** INSTRUCTIONS **
- a) List every question that ends with a question mark in the opening post of the forum thread on schooling concerns below.
- b) From the forum thread on schooling concerns below, extract the part that opens with the words containing "I have 3 kids, 16, 8" and closes with "the schools rated?".

** TEXT TO READ **
● ● ● ● ●
# Schooling concerns



## miraculousmedal (Nov 26, 2008)

I have 3 kids, 16, 8 and 6 years olds. I have more concern with my eldest... He's now 2nd Year Senior HS. He will be in his 3rd year on September 2009. Can he still transfer to Alberta for his graduating year (2009-2010)? Most schools in Philippines and Taiwan do not accept graduating students. How about Alberta? I tried searching for school sites' issues on these but cannot find one. Please help. How about Catholic schools? Are Catholic schools considered public? I found one Catholic school but the tuition fee is too expensive. How are the schools rated? 

Thanks in advance.

BR,
Jocelyn


----------



## louiseg (Nov 17, 2007)

Hi Jocelyn,
My son is only in Grade one so we did not have the same concerns as you so I am not sure about your question. However this site Alberta Education - School Choice may have soem useful contact you can speak to.
There are Catholic schools that are not privately run as far as I know 
http://www.teachers.ab.ca/ALBERTAS ...ut Albertas Education System.aspx#Authorities this also seemed to be a useful resoucre for the Alberta Education system

This is a report on Alberta High School ranking Report Card on Alberta's High Schools: 2008 Edition


----------



## miraculousmedal (Nov 26, 2008)

louiseg said:


> Hi Jocelyn,
> My son is only in Grade one so we did not have the same concerns as you so I am not sure about your question. However this site Alberta Education - School Choice may have soem useful contact you can speak to.
> There are Catholic schools that are not privately run as far as I know
> Alberta Teachers' Association - Alberta's Education System - About Alberta's Education System - Facts and Figures about Alberta's Education System this also seemed to be a useful resoucre for the Alberta Education system
> ...


Thank you so much. I will surely browse on the sites you gave.


----------
● ● ● ● ●
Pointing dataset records
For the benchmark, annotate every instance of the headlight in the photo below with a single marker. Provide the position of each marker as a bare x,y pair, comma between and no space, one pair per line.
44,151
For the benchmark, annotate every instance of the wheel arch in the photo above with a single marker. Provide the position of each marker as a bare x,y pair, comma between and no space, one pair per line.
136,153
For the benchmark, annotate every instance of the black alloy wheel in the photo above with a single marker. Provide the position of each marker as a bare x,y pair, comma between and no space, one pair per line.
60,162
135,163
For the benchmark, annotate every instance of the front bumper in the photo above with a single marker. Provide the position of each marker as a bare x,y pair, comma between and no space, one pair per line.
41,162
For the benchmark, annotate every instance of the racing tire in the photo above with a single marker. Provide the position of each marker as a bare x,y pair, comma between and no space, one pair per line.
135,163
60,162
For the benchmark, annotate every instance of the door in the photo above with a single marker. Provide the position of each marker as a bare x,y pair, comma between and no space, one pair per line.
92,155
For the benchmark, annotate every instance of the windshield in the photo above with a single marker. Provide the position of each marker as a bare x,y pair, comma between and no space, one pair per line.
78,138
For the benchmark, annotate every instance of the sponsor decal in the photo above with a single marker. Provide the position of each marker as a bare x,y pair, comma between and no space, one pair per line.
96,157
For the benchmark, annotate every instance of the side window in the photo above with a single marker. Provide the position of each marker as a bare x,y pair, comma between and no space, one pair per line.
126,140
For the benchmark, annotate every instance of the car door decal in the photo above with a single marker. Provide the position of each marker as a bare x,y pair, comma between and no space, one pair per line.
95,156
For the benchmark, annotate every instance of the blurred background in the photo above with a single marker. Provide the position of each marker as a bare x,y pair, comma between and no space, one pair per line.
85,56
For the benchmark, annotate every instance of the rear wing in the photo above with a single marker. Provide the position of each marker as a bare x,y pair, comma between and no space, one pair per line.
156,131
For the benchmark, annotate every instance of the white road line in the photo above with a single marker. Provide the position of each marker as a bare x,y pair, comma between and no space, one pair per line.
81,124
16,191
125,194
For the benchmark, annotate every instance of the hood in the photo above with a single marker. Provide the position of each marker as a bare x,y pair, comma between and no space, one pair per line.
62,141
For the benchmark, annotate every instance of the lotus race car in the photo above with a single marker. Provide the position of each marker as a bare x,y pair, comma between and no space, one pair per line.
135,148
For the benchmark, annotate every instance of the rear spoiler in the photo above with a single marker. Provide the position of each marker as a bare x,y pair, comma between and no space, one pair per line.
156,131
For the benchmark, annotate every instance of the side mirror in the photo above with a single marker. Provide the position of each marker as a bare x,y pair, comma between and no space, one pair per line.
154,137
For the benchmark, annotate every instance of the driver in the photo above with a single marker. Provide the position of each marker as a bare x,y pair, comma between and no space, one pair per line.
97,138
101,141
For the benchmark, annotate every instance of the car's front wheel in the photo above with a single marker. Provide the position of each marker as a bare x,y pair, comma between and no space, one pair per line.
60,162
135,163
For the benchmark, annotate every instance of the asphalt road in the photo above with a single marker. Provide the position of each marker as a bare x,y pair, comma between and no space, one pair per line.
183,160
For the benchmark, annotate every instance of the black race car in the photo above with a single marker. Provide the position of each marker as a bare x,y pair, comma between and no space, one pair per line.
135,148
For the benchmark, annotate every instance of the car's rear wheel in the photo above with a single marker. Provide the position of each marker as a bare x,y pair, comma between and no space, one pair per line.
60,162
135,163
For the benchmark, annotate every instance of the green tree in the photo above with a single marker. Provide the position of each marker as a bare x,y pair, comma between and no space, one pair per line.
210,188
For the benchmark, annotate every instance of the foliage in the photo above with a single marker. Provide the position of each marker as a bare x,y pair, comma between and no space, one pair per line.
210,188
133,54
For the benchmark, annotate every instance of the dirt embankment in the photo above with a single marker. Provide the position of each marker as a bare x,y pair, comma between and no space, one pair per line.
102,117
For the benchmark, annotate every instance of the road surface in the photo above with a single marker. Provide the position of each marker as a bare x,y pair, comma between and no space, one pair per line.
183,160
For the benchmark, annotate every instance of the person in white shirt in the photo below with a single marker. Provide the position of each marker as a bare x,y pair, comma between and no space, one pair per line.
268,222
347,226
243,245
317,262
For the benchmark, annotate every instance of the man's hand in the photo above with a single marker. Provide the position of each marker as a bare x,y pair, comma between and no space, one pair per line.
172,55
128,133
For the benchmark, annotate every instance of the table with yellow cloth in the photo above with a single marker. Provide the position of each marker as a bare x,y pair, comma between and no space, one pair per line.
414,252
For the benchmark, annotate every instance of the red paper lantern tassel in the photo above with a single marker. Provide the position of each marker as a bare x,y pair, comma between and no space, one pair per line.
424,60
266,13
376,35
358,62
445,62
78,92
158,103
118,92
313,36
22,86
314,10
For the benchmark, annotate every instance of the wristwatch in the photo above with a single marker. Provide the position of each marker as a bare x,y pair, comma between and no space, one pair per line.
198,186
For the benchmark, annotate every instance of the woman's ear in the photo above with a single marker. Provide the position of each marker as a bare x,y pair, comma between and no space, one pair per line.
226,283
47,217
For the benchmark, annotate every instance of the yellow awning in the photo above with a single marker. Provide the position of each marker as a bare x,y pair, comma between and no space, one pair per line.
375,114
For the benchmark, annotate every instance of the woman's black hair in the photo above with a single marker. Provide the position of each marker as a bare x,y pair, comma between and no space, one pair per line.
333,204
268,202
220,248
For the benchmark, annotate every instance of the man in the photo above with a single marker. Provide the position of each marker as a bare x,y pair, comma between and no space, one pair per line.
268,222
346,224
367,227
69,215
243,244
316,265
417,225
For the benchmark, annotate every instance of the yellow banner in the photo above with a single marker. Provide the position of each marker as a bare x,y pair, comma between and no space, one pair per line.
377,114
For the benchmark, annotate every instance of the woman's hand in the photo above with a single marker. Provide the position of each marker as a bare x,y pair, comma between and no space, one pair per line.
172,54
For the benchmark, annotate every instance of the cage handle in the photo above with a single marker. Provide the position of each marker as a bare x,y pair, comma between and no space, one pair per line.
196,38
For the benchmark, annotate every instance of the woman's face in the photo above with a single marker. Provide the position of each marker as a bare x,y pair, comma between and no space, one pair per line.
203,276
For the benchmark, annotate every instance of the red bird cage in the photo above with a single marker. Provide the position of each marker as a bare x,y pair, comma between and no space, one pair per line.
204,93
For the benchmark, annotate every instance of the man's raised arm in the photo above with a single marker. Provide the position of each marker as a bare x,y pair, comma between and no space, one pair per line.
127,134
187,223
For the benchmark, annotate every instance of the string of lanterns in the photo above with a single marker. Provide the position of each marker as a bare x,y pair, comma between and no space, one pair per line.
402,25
● ● ● ● ●
** EXERCISE ANSWERS **
- a)
- Can he still transfer to Alberta for his graduating year (2009-2010)?
- How about Alberta?
- How about Catholic schools?
- Are Catholic schools considered public?
- How are the schools rated?

- b)
I have 3 kids, 16, 8 and 6 years olds. I have more concern with my eldest... He's now 2nd Year Senior HS. He will be in his 3rd year on September 2009. Can he still transfer to Alberta for his graduating year (2009-2010)? Most schools in Philippines and Taiwan do not accept graduating students. How about Alberta? I tried searching for school sites' issues on these but cannot find one. Please help. How about Catholic schools? Are Catholic schools considered public? I found one Catholic school but the tuition fee is too expensive. How are the schools rated?